Tâches à réaliser:
**A)** Résumez en deux phrases l'extrait sur le geste de Pogba.
**B)** Recopiez l'extrait sur le geste de Pogba depuis "C’est un geste" jusqu'à "par Dimitri Payet." inclus.
**C)** Poursuivez l'extrait sur le geste de Pogba à partir de l'endroit où il s'arrête.
### Extrait
C’est un geste équivoque du milieu Paul Pogba, effectué dans les arrêts de jeu du match face à la formation des Balkans, qui a tout déclenché. Au terme de la rencontre, un journaliste de la chaîne BeIN Sports – qui a acheté à l’Union des associations européennes de football (UEFA) les droits de retransmission du tournoi – poste sur Twitter une capture d’écran. On y voit le milieu des Bleus et de la Juventus Turin, entré en jeu à la mi-temps, faire ce qui pourrait s’apparenter à un bras d’honneur après le deuxième but de sa formation inscrit par Dimitri Payet.

Le mystérieux Tweet a été depuis supprimé et aucune séquence filmée n’avait été diffusée jusqu’à ce que la chaîne belge RTBF mette en ligne, jeudi 16 juin, la vidéo controversée. Sans que ce document ne permette d’affirmer s’il s’agit ou non d’un geste injurieux. La scène a toutefois suscité un vaste débat sur les réseaux sociaux. Une interrogation planait au gré des échanges : mécontent des critiques qui s’étaient abattues sur lui après sa prestation ratée lors du match d’ouverture contre la Roumanie le 10 juin, Pogba aurait-il adressé un bras d’honneur aux journalistes massés en tribunes de presse ?
######
### Entrées fournies
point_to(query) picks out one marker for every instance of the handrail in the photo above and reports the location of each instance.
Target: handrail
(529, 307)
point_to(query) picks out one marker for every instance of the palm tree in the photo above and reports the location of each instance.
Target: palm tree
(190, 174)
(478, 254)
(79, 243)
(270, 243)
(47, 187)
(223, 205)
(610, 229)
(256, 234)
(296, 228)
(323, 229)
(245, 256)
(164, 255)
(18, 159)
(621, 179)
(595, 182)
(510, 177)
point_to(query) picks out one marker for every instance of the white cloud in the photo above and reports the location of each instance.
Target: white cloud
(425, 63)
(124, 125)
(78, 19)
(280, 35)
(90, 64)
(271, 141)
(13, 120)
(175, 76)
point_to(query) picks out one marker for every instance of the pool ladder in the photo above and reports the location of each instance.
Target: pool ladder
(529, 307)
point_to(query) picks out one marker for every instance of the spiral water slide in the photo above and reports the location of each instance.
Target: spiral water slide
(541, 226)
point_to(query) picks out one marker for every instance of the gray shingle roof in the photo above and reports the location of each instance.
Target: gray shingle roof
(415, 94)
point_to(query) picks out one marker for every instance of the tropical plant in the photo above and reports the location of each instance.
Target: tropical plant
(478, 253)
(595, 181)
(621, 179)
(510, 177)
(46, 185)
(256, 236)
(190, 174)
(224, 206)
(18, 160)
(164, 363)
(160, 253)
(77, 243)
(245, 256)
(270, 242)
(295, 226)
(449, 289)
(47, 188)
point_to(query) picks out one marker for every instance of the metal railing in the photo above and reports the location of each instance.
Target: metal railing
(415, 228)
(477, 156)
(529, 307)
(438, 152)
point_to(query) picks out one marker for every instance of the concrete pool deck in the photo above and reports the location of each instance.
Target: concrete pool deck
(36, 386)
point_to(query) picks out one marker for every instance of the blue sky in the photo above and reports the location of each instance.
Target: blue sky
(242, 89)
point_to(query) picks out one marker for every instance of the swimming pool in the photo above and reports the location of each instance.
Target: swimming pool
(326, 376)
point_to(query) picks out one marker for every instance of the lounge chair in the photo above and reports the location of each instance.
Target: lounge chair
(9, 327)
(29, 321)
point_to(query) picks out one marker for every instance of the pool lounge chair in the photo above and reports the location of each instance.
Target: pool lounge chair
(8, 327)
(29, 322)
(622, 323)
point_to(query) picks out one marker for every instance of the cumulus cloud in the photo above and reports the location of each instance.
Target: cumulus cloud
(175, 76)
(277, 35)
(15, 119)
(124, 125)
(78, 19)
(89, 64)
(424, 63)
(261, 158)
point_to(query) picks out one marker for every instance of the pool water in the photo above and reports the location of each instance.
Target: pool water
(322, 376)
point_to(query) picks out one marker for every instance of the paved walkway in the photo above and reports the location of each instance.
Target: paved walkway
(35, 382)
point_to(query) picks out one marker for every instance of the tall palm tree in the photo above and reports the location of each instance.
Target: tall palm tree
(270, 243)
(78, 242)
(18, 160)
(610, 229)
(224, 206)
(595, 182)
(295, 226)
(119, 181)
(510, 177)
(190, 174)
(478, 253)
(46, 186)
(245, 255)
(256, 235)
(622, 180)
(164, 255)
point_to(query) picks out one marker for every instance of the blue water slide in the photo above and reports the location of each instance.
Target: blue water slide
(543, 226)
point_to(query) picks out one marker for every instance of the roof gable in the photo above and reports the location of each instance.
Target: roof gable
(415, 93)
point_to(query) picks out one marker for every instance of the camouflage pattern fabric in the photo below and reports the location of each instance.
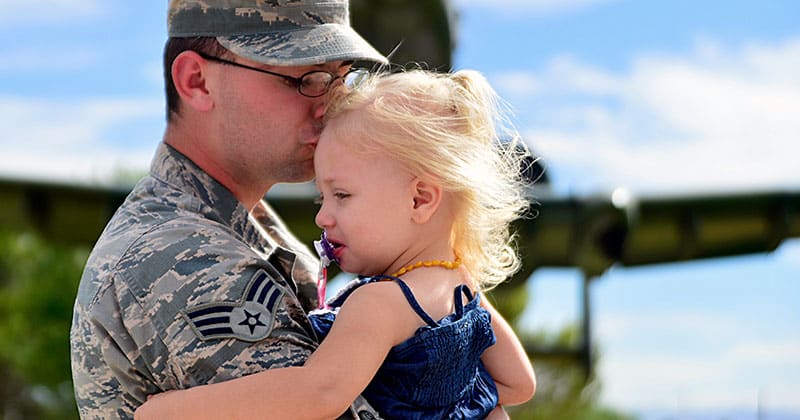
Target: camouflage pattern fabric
(276, 32)
(185, 287)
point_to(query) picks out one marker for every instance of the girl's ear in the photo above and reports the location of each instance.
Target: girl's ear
(427, 197)
(189, 74)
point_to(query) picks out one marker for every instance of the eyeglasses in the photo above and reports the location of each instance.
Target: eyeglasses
(312, 84)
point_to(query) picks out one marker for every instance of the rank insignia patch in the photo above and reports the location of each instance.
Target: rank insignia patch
(250, 319)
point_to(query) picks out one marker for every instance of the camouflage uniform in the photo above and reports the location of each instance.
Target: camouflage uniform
(184, 288)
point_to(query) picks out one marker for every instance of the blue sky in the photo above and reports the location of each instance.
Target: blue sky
(660, 97)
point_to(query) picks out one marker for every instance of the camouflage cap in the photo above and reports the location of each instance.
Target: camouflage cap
(274, 32)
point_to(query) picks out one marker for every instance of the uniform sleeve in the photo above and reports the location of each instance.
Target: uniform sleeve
(189, 306)
(208, 308)
(109, 378)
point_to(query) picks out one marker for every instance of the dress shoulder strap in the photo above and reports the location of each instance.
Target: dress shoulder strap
(412, 301)
(462, 289)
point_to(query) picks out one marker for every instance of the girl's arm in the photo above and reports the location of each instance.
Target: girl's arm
(507, 362)
(365, 330)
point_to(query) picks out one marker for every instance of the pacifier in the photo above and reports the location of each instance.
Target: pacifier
(326, 257)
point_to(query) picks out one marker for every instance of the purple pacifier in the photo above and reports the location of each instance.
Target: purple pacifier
(326, 256)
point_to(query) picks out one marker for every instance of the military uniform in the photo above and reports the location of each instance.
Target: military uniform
(184, 288)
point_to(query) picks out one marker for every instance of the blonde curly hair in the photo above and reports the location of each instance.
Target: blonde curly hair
(447, 128)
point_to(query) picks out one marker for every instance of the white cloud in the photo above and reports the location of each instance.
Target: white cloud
(74, 140)
(715, 120)
(532, 7)
(49, 11)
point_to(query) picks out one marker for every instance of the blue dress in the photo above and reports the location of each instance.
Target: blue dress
(435, 374)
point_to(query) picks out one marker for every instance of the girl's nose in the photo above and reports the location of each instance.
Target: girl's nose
(323, 219)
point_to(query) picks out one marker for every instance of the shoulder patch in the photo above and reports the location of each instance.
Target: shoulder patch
(250, 319)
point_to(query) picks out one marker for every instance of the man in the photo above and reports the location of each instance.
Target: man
(195, 280)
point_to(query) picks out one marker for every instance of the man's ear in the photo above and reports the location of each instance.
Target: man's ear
(189, 74)
(427, 197)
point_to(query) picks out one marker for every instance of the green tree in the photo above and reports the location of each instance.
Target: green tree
(38, 284)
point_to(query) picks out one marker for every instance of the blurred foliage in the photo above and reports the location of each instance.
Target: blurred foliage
(38, 283)
(563, 390)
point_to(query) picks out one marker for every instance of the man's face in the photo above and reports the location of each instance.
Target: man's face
(268, 130)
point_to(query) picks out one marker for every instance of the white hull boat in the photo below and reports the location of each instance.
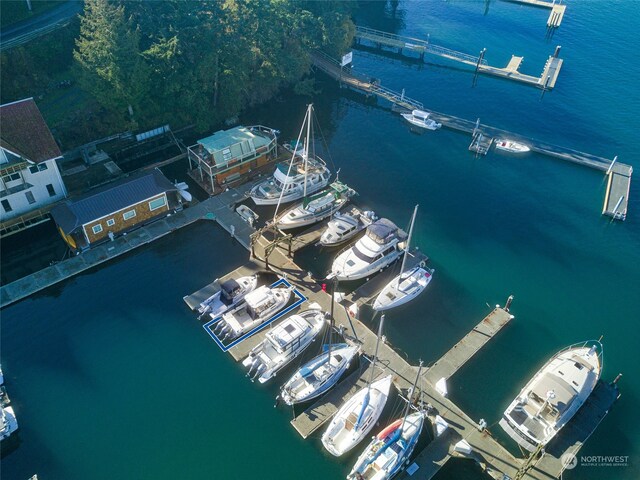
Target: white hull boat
(258, 307)
(553, 396)
(378, 248)
(318, 375)
(403, 288)
(511, 146)
(8, 422)
(421, 119)
(387, 453)
(232, 293)
(284, 343)
(356, 417)
(316, 208)
(344, 226)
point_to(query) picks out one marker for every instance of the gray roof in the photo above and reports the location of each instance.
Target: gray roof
(72, 214)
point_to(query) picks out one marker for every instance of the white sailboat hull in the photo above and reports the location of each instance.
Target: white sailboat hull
(343, 434)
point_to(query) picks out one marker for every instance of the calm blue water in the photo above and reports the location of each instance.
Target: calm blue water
(113, 378)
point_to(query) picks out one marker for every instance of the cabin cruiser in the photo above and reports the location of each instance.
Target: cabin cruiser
(553, 396)
(356, 417)
(317, 207)
(284, 343)
(380, 246)
(345, 226)
(511, 146)
(319, 374)
(421, 119)
(258, 307)
(231, 293)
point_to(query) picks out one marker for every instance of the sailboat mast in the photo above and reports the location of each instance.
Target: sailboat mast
(293, 157)
(307, 146)
(406, 250)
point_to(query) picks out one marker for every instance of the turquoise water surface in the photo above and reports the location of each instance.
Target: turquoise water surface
(112, 377)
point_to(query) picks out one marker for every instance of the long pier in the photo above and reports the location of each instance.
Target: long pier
(619, 174)
(547, 80)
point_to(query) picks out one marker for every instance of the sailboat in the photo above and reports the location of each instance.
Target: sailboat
(359, 414)
(305, 174)
(321, 373)
(386, 454)
(317, 207)
(407, 285)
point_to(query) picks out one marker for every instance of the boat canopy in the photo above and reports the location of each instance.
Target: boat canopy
(382, 231)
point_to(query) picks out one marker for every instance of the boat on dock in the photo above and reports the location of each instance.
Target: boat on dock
(511, 146)
(258, 307)
(317, 207)
(305, 174)
(421, 119)
(387, 453)
(554, 395)
(382, 244)
(284, 343)
(408, 284)
(360, 413)
(232, 292)
(344, 226)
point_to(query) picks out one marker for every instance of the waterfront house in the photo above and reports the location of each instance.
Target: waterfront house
(228, 155)
(29, 175)
(117, 208)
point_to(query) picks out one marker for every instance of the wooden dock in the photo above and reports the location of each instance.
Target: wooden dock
(546, 81)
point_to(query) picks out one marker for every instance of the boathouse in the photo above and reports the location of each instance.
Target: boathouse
(29, 175)
(228, 155)
(115, 209)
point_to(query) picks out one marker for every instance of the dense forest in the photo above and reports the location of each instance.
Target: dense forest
(183, 62)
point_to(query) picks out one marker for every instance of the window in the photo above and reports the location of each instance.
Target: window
(157, 203)
(128, 215)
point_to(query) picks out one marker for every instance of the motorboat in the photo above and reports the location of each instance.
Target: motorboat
(258, 307)
(284, 343)
(316, 208)
(318, 375)
(553, 395)
(511, 146)
(231, 293)
(408, 284)
(355, 419)
(421, 119)
(381, 245)
(247, 214)
(390, 449)
(344, 226)
(305, 174)
(8, 422)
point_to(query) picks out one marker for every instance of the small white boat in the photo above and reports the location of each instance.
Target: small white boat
(421, 119)
(381, 245)
(8, 422)
(511, 146)
(407, 285)
(345, 226)
(231, 293)
(318, 375)
(554, 395)
(258, 307)
(284, 343)
(247, 214)
(388, 452)
(316, 208)
(304, 175)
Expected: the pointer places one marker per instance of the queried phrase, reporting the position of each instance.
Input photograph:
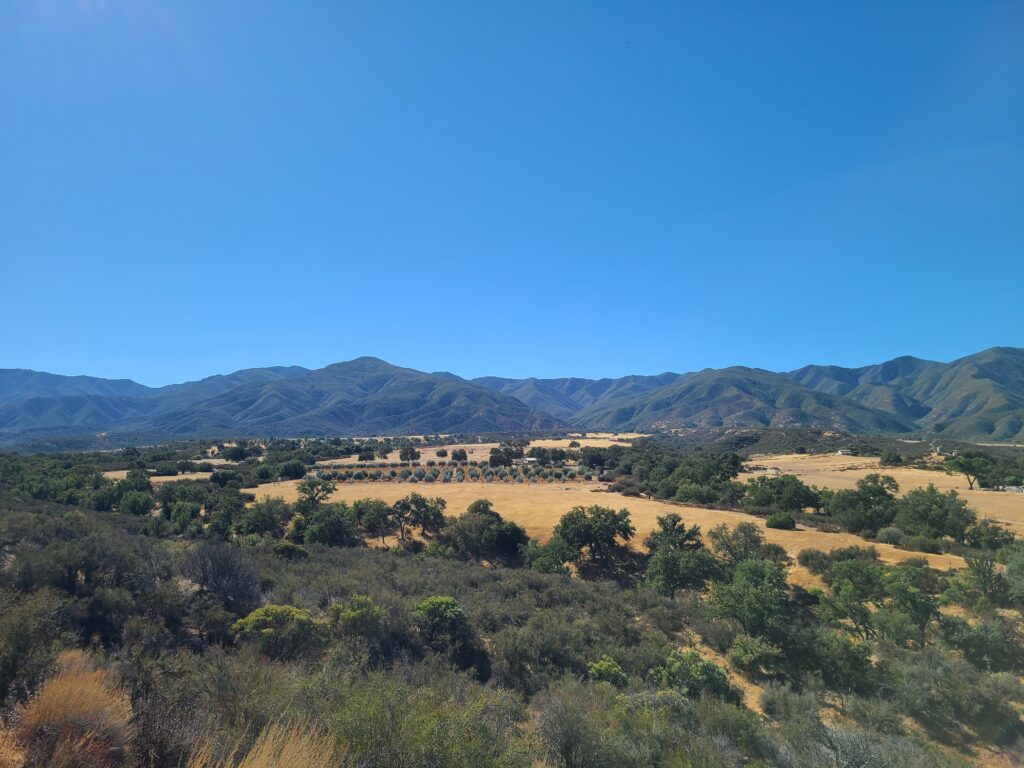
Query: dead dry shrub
(276, 747)
(79, 719)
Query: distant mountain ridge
(978, 397)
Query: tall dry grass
(11, 754)
(276, 747)
(79, 719)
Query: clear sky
(549, 188)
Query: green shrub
(606, 670)
(693, 676)
(781, 520)
(283, 631)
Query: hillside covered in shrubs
(187, 625)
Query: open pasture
(538, 508)
(832, 471)
(481, 451)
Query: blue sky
(549, 188)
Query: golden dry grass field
(480, 451)
(836, 472)
(120, 474)
(539, 506)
######
Résultats des tâches:
**A)** Après le match face à la formation des Balkans, un journaliste de BeIN Sports a publié sur Twitter une capture d'écran où le milieu Paul Pogba, entré en jeu à la mi-temps, semble faire un bras d'honneur après le deuxième but des Bleus, inscrit par Dimitri Payet. Le tweet a depuis été supprimé, et la vidéo mise en ligne par la RTBF le 16 juin ne permet pas de trancher, mais la scène a suscité un vaste débat sur les réseaux sociaux : certains se demandaient si Pogba visait les journalistes qui l'avaient critiqué après son match raté contre la Roumanie.

**B)**
C’est un geste équivoque du milieu Paul Pogba, effectué dans les arrêts de jeu du match face à la formation des Balkans, qui a tout déclenché. Au terme de la rencontre, un journaliste de la chaîne BeIN Sports – qui a acheté à l’Union des associations européennes de football (UEFA) les droits de retransmission du tournoi – poste sur Twitter une capture d’écran. On y voit le milieu des Bleus et de la Juventus Turin, entré en jeu à la mi-temps, faire ce qui pourrait s’apparenter à un bras d’honneur après le deuxième but de sa formation inscrit par Dimitri Payet.

**C)**
« Charte éthique »

Susceptible d’alimenter l’hystérie médiatique – et parfois politique – qui entoure l’équipe de France depuis la grève du bus de Knysna, lors du Mondial sud-africain de 2010, cette hypothèse a renvoyé aux incartades du milieu tricolore Samir Nasri lors de l’Euro 2012, coorganisé par la Pologne et l’Ukraine. Auteur du but de l’égalisation (1-1) des Bleus lors de leur entrée en lice contre l’Angleterre, le joueur de Manchester City avait mis son doigt sur sa bouche tout en lançant un provocateur « Ferme ta gueule » aux journalistes de L’Equipe, assis en tribunes de presse.

Quelques jours plus tard, après l’élimination (2-0) des Tricolores par l’Espagne en quarts de finale, Nasri avait insulté un journaliste de l’Agence France-Presse (AFP) après une altercation dans les couloirs de la Donbass Arena de Donetsk (Ukraine). Le Bleu avait été alors suspendu trois matchs par la commission de discipline de la Fédération française de football (FFF). Ces écarts de conduite avaient motivé le sélectionneur Didier Deschamps et Noël Le Graët, le patron de la FFF, à mettre en place, en 2013, une « charte éthique ». Ce code de bonne conduite est placardé sur les portes des chambres des Bleus au château de Clairefontaine (Yvelines).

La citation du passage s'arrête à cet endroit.